Dataset records:
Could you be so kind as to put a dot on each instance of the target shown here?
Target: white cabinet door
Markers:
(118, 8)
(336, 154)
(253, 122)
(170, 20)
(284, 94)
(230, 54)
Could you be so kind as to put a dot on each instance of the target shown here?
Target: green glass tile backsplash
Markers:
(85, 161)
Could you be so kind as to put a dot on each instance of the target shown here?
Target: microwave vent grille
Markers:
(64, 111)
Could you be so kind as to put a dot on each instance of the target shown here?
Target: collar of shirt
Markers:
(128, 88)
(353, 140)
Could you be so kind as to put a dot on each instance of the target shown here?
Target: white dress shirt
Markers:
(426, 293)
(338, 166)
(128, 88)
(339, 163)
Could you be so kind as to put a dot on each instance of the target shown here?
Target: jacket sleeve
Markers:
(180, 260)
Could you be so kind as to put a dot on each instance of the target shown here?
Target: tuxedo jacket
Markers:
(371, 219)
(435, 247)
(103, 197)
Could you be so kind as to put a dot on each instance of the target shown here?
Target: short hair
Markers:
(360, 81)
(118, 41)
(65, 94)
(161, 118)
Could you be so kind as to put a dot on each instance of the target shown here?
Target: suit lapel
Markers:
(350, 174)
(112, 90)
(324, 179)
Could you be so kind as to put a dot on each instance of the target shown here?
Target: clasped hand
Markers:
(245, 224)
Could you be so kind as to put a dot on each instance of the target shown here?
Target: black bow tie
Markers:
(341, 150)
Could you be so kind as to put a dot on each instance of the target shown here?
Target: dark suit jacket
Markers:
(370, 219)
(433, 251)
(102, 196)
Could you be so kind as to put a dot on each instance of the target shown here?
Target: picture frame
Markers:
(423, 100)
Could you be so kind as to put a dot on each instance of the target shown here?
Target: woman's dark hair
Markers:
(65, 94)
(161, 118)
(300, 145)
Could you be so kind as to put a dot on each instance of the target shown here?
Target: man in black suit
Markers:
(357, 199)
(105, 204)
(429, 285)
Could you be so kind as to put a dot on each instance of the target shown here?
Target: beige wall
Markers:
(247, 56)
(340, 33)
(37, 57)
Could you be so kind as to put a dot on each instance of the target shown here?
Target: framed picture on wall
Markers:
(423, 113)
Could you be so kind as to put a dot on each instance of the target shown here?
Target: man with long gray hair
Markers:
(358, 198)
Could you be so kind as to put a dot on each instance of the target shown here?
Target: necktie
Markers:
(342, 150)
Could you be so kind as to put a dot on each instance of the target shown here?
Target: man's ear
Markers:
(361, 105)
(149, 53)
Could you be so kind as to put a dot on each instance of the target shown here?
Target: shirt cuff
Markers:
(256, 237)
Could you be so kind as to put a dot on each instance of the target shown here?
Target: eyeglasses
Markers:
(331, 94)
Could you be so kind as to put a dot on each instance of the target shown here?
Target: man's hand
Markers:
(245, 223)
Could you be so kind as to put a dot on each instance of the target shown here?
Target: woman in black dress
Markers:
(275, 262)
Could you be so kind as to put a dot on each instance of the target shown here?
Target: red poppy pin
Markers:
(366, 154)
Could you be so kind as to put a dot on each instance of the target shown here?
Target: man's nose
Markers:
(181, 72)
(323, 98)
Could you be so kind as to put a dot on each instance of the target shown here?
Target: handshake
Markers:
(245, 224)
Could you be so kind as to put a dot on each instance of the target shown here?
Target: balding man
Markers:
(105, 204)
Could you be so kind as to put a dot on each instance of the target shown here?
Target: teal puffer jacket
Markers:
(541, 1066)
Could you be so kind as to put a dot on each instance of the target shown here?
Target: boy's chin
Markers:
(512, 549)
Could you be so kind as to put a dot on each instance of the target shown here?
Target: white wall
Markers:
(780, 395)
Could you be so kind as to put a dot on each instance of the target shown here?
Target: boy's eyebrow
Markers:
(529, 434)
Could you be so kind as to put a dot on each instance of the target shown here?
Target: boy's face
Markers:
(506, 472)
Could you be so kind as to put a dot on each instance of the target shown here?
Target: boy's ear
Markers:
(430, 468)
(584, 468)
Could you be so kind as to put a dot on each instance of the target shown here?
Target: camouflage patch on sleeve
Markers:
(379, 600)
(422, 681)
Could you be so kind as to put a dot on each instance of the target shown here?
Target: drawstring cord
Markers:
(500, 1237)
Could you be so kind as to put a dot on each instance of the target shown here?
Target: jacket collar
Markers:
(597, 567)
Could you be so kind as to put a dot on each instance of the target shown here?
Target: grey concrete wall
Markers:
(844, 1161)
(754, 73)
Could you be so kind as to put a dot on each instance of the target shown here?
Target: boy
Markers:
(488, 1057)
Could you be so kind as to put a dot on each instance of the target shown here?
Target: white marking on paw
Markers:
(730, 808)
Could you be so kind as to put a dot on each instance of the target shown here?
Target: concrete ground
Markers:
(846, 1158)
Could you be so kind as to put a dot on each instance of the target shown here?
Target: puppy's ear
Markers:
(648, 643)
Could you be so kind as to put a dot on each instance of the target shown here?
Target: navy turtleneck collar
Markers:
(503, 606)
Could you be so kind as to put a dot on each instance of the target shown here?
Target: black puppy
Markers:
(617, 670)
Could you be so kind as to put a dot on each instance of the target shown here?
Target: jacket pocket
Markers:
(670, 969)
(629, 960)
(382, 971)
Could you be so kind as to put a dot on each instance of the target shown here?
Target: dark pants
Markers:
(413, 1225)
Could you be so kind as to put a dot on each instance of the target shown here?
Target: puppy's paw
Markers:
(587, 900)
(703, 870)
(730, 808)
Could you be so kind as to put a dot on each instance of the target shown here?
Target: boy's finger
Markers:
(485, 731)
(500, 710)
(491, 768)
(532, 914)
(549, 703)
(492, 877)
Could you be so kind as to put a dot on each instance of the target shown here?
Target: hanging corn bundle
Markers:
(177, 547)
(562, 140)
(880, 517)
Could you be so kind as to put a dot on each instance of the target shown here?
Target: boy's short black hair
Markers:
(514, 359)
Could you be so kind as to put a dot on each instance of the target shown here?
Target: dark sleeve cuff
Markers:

Activity => Note every line of the records that holds the word "suit", and copy it.

Exercise answer =>
Target: suit lapel
Target: dark suit jacket
Target: man in black suit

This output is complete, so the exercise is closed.